Source text:
--- START ---

EVEN GRANDPARENTS HAVE WANDERLUST

17 05 2009

Ammamma hates moving. Moving as in, traveling. I don’t mean the countless trips to kaigari kadai and back, blouse tailor and back, kaapi kottai kadai and back, Petthis market (to refill her toffee stock in old kissan jam jar) and back, paper kadai (to check if Thuklaq has hit the stands yet) and back, every single day. (Yes, even if she bought Thuklaq only the previous day, she would go to kadai to ask when the next issue was going to be out, although she already knows the answer to that. I think she hates the prospect of having to wait for a week for the next issue, and generally likes to live in denial.) Ammamma’s universe is restricted to block 93 of Sowbhagya Colony (although occasionally also blocks 94 and 95 but never beyond), and 1st Street 1st Sector where all the aforementioned essential kadais are located. Every two weeks, she goes to Aavin booth on parallel road, to grab the first two slabs of butter for herself and my mother. She also visits us – we live a kilometer away – at about the same frequency, taking an auto from the auto stand right outside her house.

She never used to take an auto, although she knew all the auto guys well enough. That’s because Thatha used to take her on his scooter. My Thatha is a stud. Really truly. He was a super sportsman in his heyday. Apart from playing every sport in the WORLD, he used to conduct judo classes outside his house. Thatha used to be this rowdy – a do-gooder rowdy like heroes of Tamil cinema. Any trouble in the neighbourhood, and Thatha would arrive (with only background music and slow mo missing) to warn the villains off and to intimidate them. Sheesh! Like a Brahmin rowdy, who went, bashed a few guys up, and came back home to do his sandhi and eat his thair sadam and maavudu. God. Thatha is my hero. After he retired, he devoted himself completely to his grandchildren, and so did Ammamma. Ammamma held fort at home, while Thatha was our caretaker – mine and Sheets’. He was our chauffeur, friend, guide, philosopher and hero. Thatha on his black Kinetic Honda, and later on his grey Dio was a cult figure in the neighbourhood. Everyone at school knew him. All our friends’ parents admired him. And we were so damn proud of him! Imagine a swashbuckling superhero named Iyerman (or even Iyervaal, for that matter). How exciting!

--- END ---

Set problem 1: Summarize the grandparents post in two sentences.
The entries after the grandparents post have nothing to do with it.

Input records:
--- START ---

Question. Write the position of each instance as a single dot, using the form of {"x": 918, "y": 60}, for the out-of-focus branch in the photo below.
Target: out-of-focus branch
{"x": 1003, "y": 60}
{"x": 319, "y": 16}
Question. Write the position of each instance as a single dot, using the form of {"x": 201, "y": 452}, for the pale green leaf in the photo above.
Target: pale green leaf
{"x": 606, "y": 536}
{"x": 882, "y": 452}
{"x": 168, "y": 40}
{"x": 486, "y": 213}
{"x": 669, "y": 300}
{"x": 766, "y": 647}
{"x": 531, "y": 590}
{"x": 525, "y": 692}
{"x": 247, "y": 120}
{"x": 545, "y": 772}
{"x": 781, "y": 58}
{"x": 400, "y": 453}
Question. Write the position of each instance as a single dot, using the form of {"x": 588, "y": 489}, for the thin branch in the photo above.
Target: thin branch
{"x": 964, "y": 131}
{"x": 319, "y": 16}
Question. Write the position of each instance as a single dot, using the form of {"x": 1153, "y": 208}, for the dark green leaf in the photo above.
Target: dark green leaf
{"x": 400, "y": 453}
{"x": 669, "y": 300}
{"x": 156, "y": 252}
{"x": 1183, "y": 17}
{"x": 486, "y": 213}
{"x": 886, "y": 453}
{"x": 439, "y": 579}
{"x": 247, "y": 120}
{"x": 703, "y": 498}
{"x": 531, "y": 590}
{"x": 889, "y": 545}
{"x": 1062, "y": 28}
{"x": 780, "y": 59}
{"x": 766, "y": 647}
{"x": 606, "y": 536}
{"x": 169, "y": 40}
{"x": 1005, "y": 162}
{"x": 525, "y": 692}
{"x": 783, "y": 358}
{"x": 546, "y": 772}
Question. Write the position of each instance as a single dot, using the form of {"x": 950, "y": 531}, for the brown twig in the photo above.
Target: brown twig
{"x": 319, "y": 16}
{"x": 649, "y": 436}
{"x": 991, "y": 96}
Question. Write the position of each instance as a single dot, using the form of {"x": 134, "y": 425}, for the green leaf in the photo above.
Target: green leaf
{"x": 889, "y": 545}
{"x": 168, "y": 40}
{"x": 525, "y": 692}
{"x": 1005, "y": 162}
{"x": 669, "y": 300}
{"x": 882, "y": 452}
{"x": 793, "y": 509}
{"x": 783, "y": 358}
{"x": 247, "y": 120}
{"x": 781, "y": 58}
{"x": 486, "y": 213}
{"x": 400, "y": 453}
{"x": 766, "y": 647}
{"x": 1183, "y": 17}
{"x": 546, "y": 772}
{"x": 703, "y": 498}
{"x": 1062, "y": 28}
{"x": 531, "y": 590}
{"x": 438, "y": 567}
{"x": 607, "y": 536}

--- END ---

Set problem 2: Collect every line of the entries that contains the word "using".

Full answer 1: Ammamma dislikes traveling and keeps to her daily rounds of nearby shops in Sowbhagya Colony, visiting the narrator's family a kilometer away about every two weeks by auto. Thatha, a former sportsman who ran judo classes and warned off troublemakers in the neighborhood, devoted himself to his grandchildren after retiring and became their chauffeur, friend and hero, riding his scooter as a well-known local figure.

Full answer 2:
Question. Write the position of each instance as a single dot, using the form of {"x": 918, "y": 60}, for the out-of-focus branch in the photo below.
Question. Write the position of each instance as a single dot, using the form of {"x": 201, "y": 452}, for the pale green leaf in the photo above.
Question. Write the position of each instance as a single dot, using the form of {"x": 588, "y": 489}, for the thin branch in the photo above.
Question. Write the position of each instance as a single dot, using the form of {"x": 1153, "y": 208}, for the dark green leaf in the photo above.
Question. Write the position of each instance as a single dot, using the form of {"x": 950, "y": 531}, for the brown twig in the photo above.
Question. Write the position of each instance as a single dot, using the form of {"x": 134, "y": 425}, for the green leaf in the photo above.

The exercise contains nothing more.